>>>>>
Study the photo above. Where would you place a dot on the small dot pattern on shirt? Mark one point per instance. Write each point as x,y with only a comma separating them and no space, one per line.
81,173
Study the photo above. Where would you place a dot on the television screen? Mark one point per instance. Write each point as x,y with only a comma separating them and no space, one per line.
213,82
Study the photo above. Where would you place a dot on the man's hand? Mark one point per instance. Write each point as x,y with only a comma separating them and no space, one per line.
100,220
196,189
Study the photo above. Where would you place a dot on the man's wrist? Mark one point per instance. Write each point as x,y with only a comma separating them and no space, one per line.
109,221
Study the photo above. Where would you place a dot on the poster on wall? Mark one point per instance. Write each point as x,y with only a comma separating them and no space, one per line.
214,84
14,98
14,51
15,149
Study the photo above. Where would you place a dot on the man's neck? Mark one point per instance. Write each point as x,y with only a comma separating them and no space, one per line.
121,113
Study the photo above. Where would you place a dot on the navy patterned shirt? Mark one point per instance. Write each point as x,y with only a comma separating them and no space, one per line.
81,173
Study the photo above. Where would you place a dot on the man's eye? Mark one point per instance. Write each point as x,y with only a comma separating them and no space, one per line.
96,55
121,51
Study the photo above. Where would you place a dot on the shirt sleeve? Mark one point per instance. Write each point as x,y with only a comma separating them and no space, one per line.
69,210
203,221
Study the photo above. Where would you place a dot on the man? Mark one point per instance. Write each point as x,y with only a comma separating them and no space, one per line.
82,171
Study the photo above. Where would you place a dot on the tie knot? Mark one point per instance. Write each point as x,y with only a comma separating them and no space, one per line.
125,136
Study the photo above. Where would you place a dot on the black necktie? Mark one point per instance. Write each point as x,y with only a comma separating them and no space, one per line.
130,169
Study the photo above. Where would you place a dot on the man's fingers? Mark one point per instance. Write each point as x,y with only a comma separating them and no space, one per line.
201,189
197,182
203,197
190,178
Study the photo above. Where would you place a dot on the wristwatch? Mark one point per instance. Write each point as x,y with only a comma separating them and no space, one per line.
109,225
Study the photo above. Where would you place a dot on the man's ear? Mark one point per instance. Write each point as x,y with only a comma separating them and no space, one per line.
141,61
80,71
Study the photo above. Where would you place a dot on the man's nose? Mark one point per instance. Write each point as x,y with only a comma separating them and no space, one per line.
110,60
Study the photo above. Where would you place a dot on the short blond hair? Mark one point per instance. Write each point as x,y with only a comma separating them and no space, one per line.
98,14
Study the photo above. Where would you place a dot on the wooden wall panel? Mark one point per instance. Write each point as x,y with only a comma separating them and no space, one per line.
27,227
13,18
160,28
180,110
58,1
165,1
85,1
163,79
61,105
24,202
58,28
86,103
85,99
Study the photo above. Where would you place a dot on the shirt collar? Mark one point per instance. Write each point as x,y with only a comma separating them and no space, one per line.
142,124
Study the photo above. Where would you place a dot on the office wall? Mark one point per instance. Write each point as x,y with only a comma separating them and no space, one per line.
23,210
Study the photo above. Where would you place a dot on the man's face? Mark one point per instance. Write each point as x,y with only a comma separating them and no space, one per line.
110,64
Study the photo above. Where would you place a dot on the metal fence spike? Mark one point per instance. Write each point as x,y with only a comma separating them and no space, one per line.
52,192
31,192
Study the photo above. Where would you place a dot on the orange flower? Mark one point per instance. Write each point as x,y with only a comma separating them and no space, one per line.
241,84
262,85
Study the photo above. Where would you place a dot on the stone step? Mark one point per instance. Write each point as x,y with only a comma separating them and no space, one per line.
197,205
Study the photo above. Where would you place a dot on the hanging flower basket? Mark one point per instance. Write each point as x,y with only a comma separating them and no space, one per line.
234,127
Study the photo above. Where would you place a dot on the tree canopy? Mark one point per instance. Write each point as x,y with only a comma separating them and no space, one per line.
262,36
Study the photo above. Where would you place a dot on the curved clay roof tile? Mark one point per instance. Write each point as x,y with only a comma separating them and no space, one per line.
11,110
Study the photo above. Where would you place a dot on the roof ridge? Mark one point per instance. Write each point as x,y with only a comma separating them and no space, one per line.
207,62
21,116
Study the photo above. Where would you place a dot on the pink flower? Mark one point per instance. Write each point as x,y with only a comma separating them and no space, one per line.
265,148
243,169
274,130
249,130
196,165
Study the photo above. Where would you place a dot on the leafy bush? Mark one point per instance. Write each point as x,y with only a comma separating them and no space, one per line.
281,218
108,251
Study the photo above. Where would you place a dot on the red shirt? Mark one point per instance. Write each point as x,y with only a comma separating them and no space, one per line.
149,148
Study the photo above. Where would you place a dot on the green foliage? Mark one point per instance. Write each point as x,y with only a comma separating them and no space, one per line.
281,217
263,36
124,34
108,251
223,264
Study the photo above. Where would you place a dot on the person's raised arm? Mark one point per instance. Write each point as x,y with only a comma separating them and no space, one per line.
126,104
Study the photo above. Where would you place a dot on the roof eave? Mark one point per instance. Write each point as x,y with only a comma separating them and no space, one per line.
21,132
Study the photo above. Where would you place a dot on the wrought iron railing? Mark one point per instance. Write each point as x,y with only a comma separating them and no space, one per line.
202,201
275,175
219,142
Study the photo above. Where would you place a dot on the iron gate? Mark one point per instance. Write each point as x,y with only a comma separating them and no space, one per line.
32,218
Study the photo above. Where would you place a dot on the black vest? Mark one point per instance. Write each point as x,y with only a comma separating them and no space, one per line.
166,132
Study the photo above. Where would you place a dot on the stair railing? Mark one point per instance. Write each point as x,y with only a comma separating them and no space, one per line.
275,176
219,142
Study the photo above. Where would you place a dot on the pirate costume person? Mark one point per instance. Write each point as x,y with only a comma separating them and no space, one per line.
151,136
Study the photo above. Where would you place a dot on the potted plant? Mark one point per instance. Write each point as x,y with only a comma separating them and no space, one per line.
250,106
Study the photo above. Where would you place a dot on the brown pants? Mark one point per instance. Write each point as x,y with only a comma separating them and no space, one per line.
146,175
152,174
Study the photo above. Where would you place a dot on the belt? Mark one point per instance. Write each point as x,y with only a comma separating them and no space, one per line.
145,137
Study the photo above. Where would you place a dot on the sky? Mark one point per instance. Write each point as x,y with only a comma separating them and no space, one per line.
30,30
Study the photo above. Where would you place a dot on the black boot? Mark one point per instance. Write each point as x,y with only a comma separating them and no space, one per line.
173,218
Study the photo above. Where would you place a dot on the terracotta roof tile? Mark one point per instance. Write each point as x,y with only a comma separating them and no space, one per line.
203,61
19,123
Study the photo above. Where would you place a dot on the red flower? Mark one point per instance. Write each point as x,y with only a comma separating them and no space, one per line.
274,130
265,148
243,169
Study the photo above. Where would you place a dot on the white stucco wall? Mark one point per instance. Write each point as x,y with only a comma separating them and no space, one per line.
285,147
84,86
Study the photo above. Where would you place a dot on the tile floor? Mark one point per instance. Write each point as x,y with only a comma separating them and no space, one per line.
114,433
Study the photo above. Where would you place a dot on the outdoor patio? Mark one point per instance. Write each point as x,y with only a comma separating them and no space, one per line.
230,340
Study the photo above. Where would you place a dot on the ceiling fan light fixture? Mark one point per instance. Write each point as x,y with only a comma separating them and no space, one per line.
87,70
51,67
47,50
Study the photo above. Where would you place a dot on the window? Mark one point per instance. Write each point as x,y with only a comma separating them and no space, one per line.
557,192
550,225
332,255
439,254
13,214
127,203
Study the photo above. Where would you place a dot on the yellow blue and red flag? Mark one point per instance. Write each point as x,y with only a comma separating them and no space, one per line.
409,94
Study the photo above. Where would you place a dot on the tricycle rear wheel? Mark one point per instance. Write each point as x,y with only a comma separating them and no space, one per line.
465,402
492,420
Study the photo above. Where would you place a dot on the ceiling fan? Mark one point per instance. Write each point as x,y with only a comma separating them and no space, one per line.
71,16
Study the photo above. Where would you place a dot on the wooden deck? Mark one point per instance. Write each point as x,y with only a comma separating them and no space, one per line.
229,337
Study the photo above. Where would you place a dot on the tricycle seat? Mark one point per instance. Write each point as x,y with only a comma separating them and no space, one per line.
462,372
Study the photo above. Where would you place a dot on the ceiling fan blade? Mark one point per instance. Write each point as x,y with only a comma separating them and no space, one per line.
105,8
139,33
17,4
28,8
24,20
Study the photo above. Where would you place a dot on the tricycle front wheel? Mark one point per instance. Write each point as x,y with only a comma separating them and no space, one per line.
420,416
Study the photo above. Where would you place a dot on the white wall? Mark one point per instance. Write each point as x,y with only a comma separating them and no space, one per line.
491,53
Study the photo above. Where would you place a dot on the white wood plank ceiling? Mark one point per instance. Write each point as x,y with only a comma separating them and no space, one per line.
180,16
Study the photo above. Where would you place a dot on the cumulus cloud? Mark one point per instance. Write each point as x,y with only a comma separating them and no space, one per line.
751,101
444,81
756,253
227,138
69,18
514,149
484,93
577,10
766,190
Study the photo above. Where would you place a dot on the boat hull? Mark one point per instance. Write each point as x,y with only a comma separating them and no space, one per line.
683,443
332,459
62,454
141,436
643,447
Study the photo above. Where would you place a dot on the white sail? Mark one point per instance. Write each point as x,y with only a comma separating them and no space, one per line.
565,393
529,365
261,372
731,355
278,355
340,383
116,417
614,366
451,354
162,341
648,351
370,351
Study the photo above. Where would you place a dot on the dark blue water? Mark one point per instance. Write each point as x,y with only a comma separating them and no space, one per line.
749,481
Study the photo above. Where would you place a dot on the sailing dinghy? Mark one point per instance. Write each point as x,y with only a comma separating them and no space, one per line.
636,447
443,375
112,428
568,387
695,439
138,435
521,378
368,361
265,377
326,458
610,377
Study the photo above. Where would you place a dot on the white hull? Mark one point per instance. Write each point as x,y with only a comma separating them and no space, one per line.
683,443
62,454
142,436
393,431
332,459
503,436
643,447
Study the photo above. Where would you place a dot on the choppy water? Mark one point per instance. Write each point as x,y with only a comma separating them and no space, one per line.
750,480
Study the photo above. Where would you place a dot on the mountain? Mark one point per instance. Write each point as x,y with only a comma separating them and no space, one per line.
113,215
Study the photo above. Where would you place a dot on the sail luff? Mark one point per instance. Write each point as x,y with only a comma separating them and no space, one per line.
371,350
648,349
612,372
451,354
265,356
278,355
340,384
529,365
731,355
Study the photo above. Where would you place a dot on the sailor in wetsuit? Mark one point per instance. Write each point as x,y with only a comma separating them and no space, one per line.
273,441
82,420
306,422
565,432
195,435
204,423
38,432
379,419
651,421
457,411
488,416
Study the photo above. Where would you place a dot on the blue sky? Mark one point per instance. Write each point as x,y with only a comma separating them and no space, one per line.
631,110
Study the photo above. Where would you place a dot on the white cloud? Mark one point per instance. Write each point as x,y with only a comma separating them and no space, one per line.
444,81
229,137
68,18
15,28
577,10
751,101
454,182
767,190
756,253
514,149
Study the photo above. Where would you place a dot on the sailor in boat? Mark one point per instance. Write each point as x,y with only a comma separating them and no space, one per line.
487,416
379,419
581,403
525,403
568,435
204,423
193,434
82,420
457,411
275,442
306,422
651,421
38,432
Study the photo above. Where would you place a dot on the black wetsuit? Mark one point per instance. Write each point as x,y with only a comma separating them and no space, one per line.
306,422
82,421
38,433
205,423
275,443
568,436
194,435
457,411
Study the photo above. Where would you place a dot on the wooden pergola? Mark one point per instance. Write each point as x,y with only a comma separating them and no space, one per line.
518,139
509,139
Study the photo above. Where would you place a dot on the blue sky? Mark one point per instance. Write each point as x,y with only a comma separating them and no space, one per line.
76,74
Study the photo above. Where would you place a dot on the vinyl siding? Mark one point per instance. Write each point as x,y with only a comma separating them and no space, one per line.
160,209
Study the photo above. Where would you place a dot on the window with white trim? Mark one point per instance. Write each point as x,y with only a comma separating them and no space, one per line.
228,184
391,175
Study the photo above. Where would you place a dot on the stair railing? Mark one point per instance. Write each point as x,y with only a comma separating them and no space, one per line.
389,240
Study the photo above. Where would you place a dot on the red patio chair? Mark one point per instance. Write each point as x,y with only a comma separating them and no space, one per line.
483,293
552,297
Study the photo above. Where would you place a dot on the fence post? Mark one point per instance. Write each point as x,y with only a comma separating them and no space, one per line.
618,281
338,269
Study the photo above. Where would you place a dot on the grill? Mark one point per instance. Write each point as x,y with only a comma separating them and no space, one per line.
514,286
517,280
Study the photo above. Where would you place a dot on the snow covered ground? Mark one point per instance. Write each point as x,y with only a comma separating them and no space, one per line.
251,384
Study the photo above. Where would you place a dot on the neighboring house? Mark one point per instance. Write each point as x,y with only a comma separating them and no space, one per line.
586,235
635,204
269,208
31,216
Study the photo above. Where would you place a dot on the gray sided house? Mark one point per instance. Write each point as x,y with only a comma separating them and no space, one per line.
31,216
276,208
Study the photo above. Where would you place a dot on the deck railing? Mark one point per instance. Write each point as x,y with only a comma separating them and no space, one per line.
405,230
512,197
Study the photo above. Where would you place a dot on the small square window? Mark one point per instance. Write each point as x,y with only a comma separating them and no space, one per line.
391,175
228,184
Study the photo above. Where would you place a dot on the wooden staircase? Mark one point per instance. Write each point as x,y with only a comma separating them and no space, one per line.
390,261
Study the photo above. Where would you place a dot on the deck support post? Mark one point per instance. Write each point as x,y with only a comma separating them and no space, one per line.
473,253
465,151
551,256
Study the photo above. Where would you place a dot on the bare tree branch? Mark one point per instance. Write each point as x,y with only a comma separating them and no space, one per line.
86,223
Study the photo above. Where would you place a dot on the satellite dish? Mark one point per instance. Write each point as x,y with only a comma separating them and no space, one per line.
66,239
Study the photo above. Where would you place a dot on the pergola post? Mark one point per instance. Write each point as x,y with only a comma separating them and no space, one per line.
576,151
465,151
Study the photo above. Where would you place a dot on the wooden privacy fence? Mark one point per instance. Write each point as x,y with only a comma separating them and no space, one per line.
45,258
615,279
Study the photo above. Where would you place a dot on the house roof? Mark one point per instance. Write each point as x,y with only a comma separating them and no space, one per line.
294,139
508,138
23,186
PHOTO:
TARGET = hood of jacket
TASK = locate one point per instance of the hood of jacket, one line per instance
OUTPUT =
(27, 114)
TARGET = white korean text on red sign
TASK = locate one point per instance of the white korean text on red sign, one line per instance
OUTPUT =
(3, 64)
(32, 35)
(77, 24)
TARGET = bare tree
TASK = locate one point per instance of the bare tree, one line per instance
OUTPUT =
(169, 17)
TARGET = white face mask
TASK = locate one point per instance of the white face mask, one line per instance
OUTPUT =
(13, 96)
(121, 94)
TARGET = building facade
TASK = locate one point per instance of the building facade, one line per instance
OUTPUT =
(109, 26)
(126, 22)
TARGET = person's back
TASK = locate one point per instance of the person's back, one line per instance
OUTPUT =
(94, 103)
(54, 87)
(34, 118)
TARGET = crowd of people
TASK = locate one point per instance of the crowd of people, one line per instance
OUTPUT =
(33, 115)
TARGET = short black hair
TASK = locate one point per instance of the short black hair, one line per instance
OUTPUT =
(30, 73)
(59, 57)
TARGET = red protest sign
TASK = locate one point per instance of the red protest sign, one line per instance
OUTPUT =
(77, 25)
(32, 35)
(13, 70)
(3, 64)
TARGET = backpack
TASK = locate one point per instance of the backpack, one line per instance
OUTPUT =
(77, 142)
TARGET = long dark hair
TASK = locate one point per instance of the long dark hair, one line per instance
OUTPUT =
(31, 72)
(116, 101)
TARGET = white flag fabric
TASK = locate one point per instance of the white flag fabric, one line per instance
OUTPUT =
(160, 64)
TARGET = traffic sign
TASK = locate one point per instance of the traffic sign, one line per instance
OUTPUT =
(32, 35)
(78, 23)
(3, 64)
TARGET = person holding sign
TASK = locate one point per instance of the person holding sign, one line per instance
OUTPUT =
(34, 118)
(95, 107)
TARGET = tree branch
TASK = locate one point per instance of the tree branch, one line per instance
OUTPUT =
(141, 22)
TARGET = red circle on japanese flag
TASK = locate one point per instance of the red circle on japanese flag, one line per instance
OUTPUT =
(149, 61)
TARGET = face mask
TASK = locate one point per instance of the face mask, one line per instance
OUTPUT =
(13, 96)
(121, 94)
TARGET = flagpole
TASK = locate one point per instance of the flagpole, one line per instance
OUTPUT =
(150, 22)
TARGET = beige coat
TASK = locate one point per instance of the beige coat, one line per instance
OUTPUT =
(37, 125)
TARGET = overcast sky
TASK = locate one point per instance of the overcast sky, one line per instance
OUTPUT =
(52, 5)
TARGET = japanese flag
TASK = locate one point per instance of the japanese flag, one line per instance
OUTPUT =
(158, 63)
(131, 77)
<<<<<
- **ACTIVITY**
Pull out all lines from the listing that contain the string "fabric".

- **RESPONSE AREA**
TARGET = white flag fabric
TASK = locate one point per instance of the white flag fabric, one line per instance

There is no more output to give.